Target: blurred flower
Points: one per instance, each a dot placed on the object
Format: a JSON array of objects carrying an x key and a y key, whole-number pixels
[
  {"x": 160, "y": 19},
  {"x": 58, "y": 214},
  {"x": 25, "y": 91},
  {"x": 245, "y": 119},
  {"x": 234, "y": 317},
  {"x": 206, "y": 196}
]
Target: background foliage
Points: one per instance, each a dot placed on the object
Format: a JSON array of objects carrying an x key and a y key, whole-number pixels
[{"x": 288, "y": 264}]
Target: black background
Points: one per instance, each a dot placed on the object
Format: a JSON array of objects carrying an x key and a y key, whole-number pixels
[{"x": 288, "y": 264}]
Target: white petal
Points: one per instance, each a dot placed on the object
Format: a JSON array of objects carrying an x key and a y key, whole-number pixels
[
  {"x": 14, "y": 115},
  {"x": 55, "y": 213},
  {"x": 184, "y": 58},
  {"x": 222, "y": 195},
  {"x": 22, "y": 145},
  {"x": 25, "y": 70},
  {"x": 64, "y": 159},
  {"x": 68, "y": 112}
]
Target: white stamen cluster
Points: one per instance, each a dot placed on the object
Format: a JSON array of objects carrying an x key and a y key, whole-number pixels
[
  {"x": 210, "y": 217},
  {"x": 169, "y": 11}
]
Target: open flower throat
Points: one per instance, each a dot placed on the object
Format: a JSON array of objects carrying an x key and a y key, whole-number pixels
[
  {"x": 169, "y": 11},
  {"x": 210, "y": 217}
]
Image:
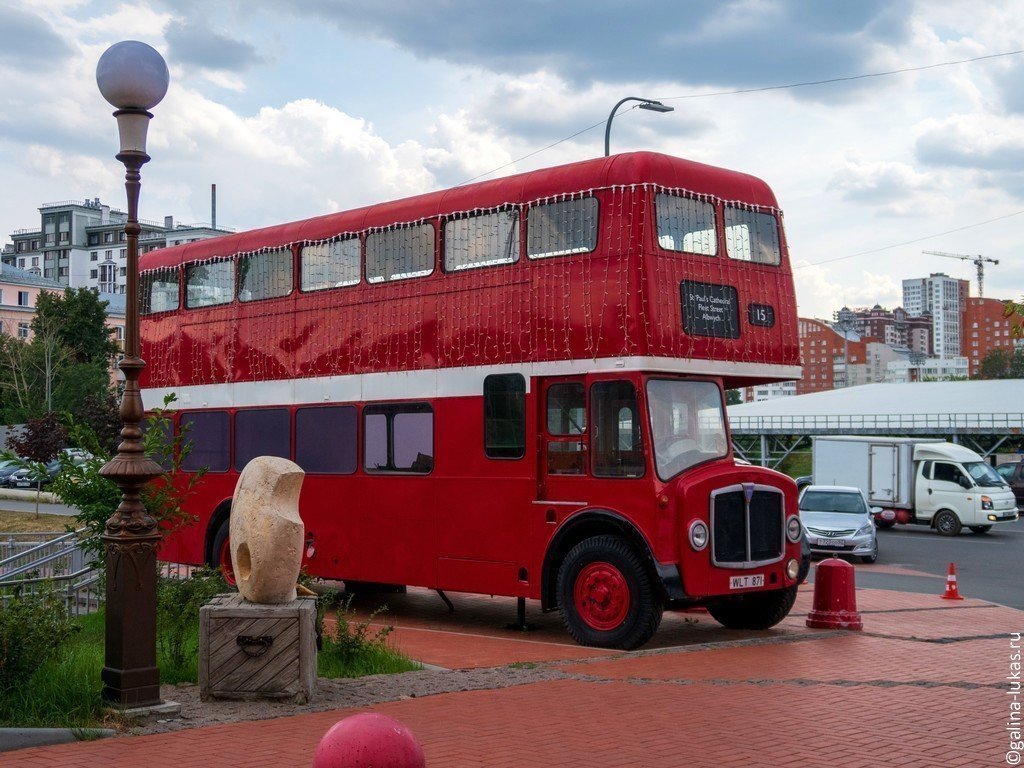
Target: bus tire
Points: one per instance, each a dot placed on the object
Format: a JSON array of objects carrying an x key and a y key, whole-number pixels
[
  {"x": 947, "y": 523},
  {"x": 606, "y": 596},
  {"x": 222, "y": 553},
  {"x": 759, "y": 610}
]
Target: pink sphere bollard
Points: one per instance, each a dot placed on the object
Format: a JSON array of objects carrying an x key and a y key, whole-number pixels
[
  {"x": 835, "y": 597},
  {"x": 369, "y": 740}
]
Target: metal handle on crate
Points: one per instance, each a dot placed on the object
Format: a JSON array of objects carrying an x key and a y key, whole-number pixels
[{"x": 255, "y": 646}]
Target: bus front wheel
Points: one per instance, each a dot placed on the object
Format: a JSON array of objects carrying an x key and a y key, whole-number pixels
[
  {"x": 759, "y": 610},
  {"x": 606, "y": 595},
  {"x": 222, "y": 553}
]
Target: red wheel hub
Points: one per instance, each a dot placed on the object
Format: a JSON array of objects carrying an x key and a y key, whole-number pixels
[
  {"x": 601, "y": 596},
  {"x": 224, "y": 556}
]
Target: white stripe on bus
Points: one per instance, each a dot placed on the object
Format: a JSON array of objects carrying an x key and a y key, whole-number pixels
[{"x": 433, "y": 383}]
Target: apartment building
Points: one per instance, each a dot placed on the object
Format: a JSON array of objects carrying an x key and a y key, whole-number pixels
[{"x": 81, "y": 244}]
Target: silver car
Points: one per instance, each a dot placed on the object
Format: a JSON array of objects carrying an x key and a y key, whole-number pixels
[{"x": 838, "y": 520}]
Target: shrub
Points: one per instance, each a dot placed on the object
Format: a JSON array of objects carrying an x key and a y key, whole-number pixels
[
  {"x": 355, "y": 648},
  {"x": 178, "y": 601},
  {"x": 33, "y": 629}
]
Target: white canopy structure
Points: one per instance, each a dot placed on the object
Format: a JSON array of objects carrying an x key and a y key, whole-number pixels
[{"x": 984, "y": 415}]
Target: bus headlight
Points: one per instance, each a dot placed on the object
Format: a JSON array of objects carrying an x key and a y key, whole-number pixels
[
  {"x": 792, "y": 569},
  {"x": 793, "y": 529},
  {"x": 698, "y": 536}
]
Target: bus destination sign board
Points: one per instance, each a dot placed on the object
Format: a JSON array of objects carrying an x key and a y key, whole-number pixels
[{"x": 710, "y": 309}]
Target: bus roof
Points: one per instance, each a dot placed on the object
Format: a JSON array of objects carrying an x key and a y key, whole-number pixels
[{"x": 631, "y": 168}]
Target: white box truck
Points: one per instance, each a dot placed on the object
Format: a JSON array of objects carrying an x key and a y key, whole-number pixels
[{"x": 926, "y": 481}]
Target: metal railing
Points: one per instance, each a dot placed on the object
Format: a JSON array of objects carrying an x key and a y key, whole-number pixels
[
  {"x": 13, "y": 543},
  {"x": 61, "y": 566}
]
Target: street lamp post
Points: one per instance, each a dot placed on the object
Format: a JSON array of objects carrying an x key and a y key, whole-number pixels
[
  {"x": 133, "y": 78},
  {"x": 645, "y": 103}
]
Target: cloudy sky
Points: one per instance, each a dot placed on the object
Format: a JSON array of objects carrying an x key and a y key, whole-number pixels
[{"x": 297, "y": 108}]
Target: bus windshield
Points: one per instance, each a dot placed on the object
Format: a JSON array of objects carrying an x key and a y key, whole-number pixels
[{"x": 687, "y": 424}]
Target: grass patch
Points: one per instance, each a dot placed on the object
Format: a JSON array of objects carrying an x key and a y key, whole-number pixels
[
  {"x": 372, "y": 659},
  {"x": 352, "y": 648},
  {"x": 64, "y": 691},
  {"x": 16, "y": 522}
]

----------------

Aim of the exercise => All lines from the one with "Target: cloudy sky" to the end of the listing are to be printed exactly as given, both ends included.

Exercise answer =>
Target: cloudy sky
Points: one per instance, each a dot placed on the object
Format: a JSON array of objects carrying an x key and a y key, whole-number pixels
[{"x": 297, "y": 108}]
Target: bus windshield
Points: one per instance, each a dot placed on the object
Format: a JSON array of objects carrying an x key and a y key, whole-number pixels
[{"x": 687, "y": 424}]
Target: grass patch
Points: one per instance, each a dot placed on the object
Format: a JSON array of objects carrying an x key and a y key, whole-number pixels
[
  {"x": 372, "y": 659},
  {"x": 352, "y": 648},
  {"x": 64, "y": 691},
  {"x": 16, "y": 522}
]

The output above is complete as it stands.